### Task requirements
Rewrite the portion of the text on electric potential energy from "It is the amount" to "to that point.", replacing every occurrence of "body" with "particle".

___ Excerpt provided

It is the amount of work done by external forces in bringing a body from $\infty$ to a given point against electric force.
or It is defined as negative work done by the electric force in bringing a body from $\infty$ to that point.
It is a Scalar quantity
Dimension : $\left[M L^2 T^{-2}\right]$
If the point charge Q is producing the electric field
The electric force on test charge q at a distance r from Q is given by $F=\frac{K Q q}{r^2}$
The amount of work done by the electric force in bringing a test charge from $\infty$ to r is given by
$W=\int_{\infty}^r \frac{K Q q}{x^2} d x=-\frac{K Q q}{r}$
And negative of this work is equal to electric potential energy
So $U=\frac{K Q q}{r}$
$U \rightarrow$ electric potential energy
$r \rightarrow$ distance between two
if a charge q is moved from $r_1$ to $r_2$ in an electric field produced by charge Q
Then Change of potential energy is given as
$\begin{aligned} & \Delta U=K Q q\left[\frac{1}{r_2}-\frac{1}{r_1}\right] \\ & \Delta U \rightarrow \text { change of energy } \\ & r_1, r_2 \rightarrow \text { distances }\end{aligned}$
Potential Energy of System of Two Charge
$U=\frac{K Q_1 Q_2}{r}(S . I)_{\text {where }} K=\frac{1}{4 \pi \epsilon_0}$
Potential Energy For a System of 3 Charges
$U=K\left(\frac{Q_1 Q_2}{r_{12}}+\frac{Q_2 Q_3}{r_{23}}+\frac{Q_1 Q_3}{r_{13}}\right)$
Work Energy Relation
$W=U_f-U_i$
Where W=work done by an external force
$\begin{aligned} & U_f-\text { final } P . E \\ & U_i-\text { initial P.E. }\end{aligned}$
The relation between Potential and Potential energy
$\begin{aligned} & U=\frac{K Q q}{r}=q\left[\frac{K Q}{r}\right] \\ & \text { As } \\ & \text { But }=\frac{K Q}{r} \\ & \text { So } U=q V\end{aligned}$
The potential is defined as Potential energy Per unit charge.

______
___ Information given

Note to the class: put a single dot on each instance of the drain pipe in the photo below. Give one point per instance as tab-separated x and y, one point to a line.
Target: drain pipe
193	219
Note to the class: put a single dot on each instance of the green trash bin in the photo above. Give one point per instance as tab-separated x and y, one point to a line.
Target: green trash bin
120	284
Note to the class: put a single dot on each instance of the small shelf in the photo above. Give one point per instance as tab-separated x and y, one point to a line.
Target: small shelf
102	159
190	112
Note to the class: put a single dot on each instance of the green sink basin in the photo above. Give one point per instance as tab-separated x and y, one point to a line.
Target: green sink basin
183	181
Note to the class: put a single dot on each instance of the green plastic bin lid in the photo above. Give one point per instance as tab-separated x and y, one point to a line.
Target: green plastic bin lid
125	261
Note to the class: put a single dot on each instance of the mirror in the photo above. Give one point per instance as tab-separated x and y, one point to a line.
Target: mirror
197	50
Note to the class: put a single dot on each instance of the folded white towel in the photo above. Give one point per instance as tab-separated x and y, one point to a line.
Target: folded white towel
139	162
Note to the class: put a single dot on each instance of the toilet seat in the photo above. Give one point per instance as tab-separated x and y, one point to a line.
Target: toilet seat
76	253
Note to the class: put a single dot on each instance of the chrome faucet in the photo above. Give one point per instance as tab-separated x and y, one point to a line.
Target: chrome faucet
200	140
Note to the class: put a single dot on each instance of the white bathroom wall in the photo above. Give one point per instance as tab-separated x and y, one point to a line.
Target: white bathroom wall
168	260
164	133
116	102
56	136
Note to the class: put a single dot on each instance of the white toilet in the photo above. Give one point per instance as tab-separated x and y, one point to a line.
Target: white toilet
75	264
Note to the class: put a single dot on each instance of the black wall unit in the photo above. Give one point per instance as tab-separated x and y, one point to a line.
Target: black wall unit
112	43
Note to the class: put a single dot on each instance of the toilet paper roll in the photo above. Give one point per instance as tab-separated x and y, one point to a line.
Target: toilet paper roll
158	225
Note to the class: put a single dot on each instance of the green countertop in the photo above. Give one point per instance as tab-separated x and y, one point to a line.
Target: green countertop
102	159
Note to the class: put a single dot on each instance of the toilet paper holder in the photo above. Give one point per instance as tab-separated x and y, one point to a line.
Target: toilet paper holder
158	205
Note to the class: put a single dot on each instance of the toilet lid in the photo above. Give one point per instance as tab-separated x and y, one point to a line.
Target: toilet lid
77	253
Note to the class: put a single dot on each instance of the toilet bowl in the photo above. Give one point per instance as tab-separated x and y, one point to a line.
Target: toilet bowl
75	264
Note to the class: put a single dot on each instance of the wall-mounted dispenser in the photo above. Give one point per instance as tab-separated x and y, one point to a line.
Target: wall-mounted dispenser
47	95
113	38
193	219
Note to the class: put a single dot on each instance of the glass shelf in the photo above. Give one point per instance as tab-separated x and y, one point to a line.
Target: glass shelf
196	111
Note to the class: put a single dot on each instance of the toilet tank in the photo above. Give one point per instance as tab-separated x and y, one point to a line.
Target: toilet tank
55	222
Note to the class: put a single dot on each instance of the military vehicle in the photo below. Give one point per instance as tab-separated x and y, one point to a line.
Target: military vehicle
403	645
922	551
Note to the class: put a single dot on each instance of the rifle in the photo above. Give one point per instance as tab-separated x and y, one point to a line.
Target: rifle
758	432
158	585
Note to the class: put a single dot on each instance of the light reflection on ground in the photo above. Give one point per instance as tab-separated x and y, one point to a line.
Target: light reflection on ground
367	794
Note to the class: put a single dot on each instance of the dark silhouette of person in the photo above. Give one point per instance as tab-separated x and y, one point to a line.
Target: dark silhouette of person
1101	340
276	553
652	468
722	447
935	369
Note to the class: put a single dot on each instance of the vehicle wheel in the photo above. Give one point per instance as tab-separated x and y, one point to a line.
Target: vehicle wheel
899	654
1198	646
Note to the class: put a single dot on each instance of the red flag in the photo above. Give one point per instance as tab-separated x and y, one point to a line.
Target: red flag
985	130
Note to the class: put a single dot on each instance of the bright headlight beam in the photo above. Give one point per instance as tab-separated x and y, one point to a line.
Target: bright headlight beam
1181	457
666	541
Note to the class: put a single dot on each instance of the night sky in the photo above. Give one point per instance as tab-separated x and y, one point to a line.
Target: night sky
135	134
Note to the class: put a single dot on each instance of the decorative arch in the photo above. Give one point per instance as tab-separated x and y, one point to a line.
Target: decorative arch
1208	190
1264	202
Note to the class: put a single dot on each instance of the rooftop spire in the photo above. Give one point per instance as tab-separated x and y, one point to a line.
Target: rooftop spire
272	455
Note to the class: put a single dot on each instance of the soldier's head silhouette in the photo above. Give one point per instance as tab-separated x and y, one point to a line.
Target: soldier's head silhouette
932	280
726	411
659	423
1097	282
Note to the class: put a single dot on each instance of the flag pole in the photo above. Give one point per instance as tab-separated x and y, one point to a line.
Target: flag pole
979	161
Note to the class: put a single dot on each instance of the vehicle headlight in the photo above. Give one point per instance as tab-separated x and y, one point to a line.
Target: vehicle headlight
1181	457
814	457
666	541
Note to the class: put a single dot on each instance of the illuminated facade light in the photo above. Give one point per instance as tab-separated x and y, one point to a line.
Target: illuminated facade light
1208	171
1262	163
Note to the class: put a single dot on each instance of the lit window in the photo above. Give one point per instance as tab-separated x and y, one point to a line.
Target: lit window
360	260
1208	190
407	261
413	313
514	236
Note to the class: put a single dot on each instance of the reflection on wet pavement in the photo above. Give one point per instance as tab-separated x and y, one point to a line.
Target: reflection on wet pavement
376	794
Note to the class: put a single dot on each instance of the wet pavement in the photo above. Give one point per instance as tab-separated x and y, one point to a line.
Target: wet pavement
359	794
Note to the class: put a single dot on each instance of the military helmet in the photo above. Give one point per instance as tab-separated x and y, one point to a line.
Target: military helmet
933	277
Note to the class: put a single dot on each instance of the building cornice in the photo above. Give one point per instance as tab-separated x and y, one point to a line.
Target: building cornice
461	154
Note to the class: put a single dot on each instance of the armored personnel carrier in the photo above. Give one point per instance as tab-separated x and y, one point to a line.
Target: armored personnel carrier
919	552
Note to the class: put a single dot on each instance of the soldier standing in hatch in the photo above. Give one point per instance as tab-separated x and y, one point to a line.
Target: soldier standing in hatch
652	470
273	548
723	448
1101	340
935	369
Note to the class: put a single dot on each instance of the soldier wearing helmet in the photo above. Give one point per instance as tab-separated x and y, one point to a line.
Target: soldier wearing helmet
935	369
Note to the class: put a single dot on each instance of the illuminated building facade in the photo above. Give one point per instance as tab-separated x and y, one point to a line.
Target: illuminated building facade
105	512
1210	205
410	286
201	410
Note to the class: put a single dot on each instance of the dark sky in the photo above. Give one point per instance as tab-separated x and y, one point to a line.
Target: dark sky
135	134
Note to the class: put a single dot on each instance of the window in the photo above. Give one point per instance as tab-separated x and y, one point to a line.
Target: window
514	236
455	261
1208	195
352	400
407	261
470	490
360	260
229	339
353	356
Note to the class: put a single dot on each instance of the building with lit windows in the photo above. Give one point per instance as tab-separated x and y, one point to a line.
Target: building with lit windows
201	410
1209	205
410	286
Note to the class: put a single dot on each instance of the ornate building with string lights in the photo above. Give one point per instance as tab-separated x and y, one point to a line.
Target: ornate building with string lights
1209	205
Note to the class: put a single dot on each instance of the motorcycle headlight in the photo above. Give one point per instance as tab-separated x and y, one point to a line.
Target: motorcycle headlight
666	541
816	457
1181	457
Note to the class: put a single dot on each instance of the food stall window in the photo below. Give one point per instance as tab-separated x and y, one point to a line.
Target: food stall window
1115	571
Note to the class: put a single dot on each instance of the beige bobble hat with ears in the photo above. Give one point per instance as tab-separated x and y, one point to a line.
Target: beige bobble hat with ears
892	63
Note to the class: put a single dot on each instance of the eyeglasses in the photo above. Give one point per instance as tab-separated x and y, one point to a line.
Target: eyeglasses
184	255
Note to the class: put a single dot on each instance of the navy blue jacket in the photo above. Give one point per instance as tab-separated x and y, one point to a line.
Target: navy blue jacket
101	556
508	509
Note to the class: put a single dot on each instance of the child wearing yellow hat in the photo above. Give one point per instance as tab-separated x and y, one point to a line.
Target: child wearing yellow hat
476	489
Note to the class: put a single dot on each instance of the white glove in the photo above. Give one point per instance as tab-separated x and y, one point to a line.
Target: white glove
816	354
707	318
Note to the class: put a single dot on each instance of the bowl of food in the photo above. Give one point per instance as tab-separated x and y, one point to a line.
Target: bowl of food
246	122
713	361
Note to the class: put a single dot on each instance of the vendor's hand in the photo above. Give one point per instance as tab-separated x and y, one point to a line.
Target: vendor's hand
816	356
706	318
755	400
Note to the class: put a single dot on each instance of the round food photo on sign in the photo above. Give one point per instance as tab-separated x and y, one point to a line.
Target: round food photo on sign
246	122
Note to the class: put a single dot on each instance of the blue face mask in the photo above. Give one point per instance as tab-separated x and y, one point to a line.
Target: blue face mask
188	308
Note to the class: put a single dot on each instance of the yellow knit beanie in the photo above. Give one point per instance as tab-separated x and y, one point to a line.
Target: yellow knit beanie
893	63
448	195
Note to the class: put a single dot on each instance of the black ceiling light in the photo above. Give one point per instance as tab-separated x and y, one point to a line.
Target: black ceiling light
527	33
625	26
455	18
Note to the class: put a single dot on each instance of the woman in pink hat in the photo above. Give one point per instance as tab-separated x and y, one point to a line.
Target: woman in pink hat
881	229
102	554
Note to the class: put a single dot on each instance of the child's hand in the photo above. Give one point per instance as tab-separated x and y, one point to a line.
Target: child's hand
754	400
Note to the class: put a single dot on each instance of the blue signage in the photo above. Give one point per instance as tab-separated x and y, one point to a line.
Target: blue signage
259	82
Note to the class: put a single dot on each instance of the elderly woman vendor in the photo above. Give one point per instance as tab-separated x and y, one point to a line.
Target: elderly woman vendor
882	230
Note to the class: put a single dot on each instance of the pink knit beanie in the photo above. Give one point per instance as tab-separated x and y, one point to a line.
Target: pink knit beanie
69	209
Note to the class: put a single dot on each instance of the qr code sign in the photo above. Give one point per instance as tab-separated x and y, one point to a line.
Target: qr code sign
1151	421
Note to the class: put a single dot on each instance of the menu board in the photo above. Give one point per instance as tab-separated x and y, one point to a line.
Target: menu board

______

### Finished exercise
It is the amount of work done by external forces in bringing a particle from $\infty$ to a given point against electric force.
or It is defined as negative work done by the electric force in bringing a particle from $\infty$ to that point.